# [Exercise description]
Could you carry the piece on the Canal Street church and Judah Touro's block further, starting right after its last sentence?

From Neighborhoods Archives

By 1845, real estate developer and merchant Judah Touro set his sights on the 701 block of Canal Street. He acquired most of the property on the block. In 1845, Touro made the congregation the proverbial offer they couldn’t refuse. Christ Episcopal acquired the corner of Canal and Dauphine Streets, one block up from the existing church. By 1847, Touro completed the deal. Christ Episcopal moved up the street. Congregation Dispersed of Judah moved into the church building at Bourbon. They remained there until 1855. While Touro passed in 1854, the project continued. They moved Dispersed of Judah to a new schul uptown and demolished the Canal Street synagogue. By 1857, the entire block consisted of a row of four-story buildings.

So once again we have a grand old Greek "revival" building attributed to Gallier disappearing in that crucial 1850's sweet spot right around when photographs were starting to appear. They demolished it how many years after building it? 1837 to 1855 is…eighteen years, that stupid magic number again. At least here we have a somewhat plausible explanation: the Jewish real estate developer wanted to monetize the property by building apartments.

# [Supplied data]
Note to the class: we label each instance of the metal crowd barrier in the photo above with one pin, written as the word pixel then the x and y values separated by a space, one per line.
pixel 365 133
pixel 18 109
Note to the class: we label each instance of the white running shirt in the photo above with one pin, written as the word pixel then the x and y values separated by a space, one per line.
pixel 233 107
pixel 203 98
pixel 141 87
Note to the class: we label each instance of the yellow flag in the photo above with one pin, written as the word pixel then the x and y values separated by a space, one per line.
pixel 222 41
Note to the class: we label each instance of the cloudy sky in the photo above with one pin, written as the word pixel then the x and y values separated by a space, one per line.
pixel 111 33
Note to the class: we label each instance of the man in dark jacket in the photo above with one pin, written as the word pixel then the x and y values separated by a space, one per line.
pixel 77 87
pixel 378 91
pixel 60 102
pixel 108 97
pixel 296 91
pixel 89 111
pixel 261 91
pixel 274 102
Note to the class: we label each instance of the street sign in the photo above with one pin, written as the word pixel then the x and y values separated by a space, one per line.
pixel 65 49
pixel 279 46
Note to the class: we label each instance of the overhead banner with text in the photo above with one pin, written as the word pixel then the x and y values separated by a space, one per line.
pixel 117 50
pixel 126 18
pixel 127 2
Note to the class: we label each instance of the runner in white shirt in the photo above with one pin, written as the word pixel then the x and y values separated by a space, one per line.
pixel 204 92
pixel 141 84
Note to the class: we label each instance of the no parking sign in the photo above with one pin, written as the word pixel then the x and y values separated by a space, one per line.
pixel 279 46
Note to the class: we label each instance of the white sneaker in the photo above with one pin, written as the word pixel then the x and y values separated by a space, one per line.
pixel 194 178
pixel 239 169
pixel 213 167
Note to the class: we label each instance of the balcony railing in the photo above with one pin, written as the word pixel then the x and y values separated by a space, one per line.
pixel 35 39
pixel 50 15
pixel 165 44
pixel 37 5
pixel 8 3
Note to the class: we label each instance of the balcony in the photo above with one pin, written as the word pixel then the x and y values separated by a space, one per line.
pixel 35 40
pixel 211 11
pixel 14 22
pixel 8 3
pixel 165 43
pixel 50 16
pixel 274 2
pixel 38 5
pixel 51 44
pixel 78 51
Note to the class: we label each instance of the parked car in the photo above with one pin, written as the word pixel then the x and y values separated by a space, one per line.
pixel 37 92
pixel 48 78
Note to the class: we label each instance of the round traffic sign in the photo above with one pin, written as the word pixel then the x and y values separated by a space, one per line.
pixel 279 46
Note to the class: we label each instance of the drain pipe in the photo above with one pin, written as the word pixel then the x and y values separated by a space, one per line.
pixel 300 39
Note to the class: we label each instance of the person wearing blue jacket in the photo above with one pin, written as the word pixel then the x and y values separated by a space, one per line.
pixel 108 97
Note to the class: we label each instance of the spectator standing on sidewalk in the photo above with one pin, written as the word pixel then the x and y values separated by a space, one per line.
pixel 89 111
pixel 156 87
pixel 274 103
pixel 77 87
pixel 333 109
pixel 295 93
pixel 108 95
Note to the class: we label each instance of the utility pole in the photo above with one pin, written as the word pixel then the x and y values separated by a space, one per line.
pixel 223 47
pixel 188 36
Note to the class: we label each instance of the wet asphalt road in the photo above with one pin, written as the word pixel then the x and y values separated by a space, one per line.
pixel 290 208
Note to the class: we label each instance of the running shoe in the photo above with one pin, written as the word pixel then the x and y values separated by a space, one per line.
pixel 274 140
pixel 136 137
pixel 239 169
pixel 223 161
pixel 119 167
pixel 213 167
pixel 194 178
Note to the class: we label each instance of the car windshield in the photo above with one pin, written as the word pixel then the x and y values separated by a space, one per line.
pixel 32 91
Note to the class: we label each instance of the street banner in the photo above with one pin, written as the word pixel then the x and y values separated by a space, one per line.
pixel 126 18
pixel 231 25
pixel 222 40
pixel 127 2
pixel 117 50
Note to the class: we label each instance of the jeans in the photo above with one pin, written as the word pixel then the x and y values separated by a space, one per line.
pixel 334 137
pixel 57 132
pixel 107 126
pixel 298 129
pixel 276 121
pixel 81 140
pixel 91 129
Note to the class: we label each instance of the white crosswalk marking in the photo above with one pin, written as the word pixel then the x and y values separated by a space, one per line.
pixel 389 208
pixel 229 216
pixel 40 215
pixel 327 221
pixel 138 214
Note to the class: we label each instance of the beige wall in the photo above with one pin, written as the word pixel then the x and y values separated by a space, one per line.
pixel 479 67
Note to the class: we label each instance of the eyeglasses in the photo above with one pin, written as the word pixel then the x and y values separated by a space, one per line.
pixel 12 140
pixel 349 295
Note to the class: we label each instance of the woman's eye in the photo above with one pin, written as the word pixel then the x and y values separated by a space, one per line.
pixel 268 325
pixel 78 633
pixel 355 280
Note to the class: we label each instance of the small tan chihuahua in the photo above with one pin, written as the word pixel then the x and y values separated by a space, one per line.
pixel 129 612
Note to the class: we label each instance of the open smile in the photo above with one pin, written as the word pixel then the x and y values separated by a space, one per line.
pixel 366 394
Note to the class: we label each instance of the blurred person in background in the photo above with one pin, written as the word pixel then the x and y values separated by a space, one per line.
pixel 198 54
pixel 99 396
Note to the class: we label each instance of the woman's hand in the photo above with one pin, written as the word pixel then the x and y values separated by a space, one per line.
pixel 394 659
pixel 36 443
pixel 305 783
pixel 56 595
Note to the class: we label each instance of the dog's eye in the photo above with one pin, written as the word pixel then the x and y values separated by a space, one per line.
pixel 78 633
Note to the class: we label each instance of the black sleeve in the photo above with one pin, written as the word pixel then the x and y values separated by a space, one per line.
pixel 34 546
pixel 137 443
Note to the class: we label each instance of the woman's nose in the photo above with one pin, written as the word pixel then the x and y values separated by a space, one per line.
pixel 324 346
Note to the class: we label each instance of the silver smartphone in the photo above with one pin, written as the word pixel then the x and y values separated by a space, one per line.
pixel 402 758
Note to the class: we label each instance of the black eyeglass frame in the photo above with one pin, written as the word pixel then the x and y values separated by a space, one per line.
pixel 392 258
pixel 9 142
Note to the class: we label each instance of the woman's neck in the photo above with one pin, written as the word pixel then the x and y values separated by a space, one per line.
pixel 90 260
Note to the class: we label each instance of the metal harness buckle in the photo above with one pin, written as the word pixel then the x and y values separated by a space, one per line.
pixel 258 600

# [Exercise output]
Actually, let's check the developer, Judah Touro, whose name is all over New Orleans. Born June 16, 1775 - that's 6/16 or 666 - died on January 18, 1854 - that's 1/18 or aces and eights. Did this guy even exist? Judah Touro, Jew Taurus? Is this guy some astrological allegory? His Wikipedia bio reads like it, with him being wounded in the thigh (a trope from antiquity, the "thigh wound" is actually castration) in the Battle of New Orleans and nursed back to health by someone named Rezin Davis Shepherd. According to Wikitree, Shepherd was born on August 1 (8/1) and died on November 10 (11/10) "at the age of 81" as they make sure to point out. This fake character is connected with Harper's Ferry and is a rabbit hole all of his own. Otto Didactic identifies Harper's Ferry as a pre-Reset town that was bombed to smithereens during the Civil War to cover up its antiquity.

When I Google Shepherd, I get this video:


View: https://youtu.be/YeHSlqiDUiU

The full title is Rezin Davis Shepherd and his 180-Year-Old Working Mechanical Tower.

So they use this guy too to explain a pre-Reset structure in West Virginia. In another video by the same guy, probably the spook assigned to the Shepherd file, he is described as a "money wizard". And of course there's the inevitable 180 in the title of this video. The videos have almost no views. More evidence that covering up the architectural remnants of the Reset is at the very heart of the deception.

The original Rezin was an Aramean king. From Wikipedia:

Rezin conspired with a number of Levantine kings (e.g., Hiram II of Tyre) to rebel against Tiglath-Pileser III.

Hiram of Tyre, Phoenicia...more Masonic coding.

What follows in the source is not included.